## Records supplied

○ ○ ○ ○ ○ ○ ○

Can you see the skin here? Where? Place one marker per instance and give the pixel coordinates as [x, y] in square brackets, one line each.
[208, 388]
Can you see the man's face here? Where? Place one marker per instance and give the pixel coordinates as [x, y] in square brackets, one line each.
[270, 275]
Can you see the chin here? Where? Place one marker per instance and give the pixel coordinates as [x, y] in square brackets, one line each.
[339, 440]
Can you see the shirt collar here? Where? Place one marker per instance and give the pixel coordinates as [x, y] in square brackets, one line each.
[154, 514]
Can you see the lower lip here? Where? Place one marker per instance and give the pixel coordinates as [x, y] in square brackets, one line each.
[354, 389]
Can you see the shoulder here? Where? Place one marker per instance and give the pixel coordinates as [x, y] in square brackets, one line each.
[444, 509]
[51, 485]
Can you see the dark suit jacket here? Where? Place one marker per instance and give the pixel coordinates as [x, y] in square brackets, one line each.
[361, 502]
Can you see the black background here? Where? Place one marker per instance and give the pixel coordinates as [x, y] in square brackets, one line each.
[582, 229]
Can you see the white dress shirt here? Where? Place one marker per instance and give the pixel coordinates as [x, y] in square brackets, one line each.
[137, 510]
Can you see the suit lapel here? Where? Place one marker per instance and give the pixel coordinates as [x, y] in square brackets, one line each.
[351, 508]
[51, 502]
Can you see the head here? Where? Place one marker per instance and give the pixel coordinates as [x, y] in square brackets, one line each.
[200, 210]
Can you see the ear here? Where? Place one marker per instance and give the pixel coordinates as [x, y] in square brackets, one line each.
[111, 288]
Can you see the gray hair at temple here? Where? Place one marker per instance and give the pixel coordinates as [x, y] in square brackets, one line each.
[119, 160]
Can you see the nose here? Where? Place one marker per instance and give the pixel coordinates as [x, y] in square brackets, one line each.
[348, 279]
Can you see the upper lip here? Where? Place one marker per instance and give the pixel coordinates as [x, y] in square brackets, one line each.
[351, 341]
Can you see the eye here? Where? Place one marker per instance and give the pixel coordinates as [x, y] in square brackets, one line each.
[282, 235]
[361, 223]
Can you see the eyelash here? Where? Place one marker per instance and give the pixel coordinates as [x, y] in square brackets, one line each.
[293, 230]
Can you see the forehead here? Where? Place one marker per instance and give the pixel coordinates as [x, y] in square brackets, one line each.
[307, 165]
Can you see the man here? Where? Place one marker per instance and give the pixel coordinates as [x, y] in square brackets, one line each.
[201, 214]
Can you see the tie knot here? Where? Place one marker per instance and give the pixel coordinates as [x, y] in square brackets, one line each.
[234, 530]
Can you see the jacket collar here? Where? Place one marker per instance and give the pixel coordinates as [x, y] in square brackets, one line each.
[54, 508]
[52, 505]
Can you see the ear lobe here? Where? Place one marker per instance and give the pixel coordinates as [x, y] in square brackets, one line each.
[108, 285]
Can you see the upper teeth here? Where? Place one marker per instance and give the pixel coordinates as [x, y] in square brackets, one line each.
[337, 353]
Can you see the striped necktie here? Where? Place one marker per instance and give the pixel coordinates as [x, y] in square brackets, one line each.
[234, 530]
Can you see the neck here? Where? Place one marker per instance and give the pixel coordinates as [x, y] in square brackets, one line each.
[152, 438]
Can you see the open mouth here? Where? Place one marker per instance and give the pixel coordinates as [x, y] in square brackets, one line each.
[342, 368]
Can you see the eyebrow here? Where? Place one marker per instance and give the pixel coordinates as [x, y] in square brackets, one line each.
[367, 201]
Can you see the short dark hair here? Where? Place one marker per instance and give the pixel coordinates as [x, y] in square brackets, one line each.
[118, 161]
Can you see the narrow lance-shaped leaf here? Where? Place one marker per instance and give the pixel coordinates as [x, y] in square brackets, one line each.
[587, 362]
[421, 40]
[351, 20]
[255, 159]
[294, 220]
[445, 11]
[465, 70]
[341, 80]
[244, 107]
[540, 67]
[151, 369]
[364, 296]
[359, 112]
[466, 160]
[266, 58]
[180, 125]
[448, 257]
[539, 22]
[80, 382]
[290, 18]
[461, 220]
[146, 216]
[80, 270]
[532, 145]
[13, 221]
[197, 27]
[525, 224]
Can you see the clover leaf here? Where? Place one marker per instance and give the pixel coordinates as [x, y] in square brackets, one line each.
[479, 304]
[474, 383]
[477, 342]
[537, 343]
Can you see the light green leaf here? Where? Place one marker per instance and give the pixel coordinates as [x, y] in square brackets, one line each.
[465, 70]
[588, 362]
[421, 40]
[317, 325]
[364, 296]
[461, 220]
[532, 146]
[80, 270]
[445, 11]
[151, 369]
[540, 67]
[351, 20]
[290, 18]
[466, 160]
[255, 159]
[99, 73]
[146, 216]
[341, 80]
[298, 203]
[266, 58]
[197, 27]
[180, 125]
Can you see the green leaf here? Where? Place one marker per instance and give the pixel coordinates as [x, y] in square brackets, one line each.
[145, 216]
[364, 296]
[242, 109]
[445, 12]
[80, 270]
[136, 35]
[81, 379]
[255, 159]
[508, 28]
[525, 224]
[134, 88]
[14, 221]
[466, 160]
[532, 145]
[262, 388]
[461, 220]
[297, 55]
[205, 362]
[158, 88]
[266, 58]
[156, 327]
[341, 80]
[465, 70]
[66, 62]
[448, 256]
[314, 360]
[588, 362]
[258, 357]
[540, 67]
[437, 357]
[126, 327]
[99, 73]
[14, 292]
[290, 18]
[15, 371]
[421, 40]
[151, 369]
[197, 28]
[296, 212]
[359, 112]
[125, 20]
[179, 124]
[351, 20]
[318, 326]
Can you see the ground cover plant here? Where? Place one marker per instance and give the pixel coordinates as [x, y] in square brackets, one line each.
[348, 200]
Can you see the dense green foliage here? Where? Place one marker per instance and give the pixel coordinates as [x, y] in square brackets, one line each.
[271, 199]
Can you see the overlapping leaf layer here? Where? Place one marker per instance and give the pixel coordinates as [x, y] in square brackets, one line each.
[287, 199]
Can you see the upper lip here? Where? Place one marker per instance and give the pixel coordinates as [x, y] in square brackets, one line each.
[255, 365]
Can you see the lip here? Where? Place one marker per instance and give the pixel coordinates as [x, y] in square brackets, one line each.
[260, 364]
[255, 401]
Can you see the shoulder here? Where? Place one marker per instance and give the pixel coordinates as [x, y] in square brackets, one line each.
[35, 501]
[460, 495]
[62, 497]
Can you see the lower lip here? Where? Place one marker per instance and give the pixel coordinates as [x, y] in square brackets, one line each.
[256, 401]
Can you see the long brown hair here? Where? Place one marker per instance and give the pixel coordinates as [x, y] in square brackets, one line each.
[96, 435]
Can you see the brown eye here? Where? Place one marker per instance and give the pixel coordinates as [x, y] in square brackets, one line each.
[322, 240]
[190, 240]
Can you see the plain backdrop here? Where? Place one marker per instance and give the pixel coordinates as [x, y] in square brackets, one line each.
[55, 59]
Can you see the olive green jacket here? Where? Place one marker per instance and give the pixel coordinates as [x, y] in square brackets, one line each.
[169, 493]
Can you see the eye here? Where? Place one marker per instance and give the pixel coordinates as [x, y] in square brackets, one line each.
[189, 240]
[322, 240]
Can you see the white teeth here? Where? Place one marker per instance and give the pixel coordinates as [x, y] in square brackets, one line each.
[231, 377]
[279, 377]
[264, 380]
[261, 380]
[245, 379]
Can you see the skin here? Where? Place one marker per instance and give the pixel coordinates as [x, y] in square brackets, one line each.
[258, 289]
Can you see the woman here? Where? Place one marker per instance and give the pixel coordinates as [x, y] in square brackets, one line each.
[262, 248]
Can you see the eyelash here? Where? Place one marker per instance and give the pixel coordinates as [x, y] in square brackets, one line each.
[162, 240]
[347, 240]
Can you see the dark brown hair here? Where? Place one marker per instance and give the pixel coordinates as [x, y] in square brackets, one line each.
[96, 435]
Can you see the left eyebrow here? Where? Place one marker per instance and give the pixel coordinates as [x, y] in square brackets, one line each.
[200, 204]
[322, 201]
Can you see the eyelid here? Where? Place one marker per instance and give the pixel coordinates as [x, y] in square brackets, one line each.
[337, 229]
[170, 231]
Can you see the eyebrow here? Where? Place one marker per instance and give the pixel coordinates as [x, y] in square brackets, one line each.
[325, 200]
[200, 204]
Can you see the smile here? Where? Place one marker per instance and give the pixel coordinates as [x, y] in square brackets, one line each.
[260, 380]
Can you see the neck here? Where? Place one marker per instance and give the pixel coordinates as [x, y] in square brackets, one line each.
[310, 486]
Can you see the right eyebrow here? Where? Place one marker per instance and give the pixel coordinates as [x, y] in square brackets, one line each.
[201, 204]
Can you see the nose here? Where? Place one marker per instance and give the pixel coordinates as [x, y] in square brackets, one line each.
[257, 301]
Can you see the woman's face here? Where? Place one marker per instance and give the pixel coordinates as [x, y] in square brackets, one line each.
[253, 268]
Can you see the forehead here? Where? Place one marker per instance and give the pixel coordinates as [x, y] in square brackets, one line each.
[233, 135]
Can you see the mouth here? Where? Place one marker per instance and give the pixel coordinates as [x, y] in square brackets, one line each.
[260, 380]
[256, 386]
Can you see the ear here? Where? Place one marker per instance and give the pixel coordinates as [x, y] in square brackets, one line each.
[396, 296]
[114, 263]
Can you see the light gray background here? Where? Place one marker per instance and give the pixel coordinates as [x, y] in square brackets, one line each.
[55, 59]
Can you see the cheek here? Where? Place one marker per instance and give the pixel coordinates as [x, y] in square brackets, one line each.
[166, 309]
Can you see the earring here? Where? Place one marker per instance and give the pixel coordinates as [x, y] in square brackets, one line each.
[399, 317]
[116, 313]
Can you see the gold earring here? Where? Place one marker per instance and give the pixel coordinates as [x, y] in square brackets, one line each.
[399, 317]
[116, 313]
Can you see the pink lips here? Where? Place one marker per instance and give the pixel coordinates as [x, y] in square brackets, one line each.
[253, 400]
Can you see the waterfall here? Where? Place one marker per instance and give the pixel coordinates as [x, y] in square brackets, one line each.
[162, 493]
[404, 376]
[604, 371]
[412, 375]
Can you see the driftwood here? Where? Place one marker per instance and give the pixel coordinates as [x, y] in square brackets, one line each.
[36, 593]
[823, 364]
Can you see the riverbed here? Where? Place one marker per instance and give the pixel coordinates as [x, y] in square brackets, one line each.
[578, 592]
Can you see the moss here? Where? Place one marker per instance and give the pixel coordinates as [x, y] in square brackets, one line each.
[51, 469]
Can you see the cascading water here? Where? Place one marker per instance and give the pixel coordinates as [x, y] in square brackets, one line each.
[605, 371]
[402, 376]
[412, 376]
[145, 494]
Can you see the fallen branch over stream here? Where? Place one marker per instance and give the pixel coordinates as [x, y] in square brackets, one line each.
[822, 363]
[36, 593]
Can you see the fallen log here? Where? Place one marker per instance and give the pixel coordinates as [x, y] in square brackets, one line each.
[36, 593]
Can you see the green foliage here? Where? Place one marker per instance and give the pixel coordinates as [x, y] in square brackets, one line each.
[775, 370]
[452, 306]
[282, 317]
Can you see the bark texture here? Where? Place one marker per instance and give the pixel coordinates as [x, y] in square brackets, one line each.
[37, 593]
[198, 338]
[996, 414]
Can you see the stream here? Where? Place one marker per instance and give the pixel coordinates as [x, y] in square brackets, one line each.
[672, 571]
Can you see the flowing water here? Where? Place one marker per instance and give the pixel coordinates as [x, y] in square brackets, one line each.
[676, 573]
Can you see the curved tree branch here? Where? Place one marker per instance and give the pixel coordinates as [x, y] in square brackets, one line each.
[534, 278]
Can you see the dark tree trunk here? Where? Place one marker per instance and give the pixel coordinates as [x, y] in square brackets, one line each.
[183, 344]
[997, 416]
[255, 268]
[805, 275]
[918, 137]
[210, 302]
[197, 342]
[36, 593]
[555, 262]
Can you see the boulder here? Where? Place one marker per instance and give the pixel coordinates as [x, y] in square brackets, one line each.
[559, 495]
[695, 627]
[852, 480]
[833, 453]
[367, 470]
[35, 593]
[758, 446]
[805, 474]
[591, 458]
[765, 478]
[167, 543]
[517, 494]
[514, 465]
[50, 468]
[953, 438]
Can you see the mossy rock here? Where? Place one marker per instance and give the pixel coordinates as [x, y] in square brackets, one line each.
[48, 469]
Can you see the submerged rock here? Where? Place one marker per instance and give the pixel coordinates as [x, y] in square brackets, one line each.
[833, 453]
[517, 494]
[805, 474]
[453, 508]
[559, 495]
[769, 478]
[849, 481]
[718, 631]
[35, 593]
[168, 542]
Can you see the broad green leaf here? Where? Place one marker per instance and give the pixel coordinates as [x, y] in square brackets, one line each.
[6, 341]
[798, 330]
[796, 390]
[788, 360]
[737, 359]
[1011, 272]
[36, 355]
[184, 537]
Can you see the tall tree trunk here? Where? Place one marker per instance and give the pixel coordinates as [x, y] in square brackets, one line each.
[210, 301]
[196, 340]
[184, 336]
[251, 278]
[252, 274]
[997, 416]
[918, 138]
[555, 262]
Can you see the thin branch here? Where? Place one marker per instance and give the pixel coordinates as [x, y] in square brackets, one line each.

○ ○ ○ ○ ○ ○ ○

## What is being asked
Above are the records; copy exactly the lines from the one with "Can you see the broad" through the final line.

## Result of this task
Can you see the broad green leaf here? Where? Place one marker per instance and give the pixel coordinates as [x, y] in square brackets, one line each.
[6, 341]
[798, 330]
[796, 390]
[788, 360]
[737, 359]
[1011, 272]
[36, 355]
[184, 537]
Can you see the tall tree trunk here? Where? Place one marker per instance and give the pixel coordinates as [x, y] in square brackets, one line each.
[210, 301]
[196, 340]
[184, 336]
[251, 278]
[252, 274]
[997, 416]
[918, 138]
[555, 262]
Can you see the thin branch here? Where? Place one marker per instance and give the pixel coordinates as [x, y] in square brackets, one line each.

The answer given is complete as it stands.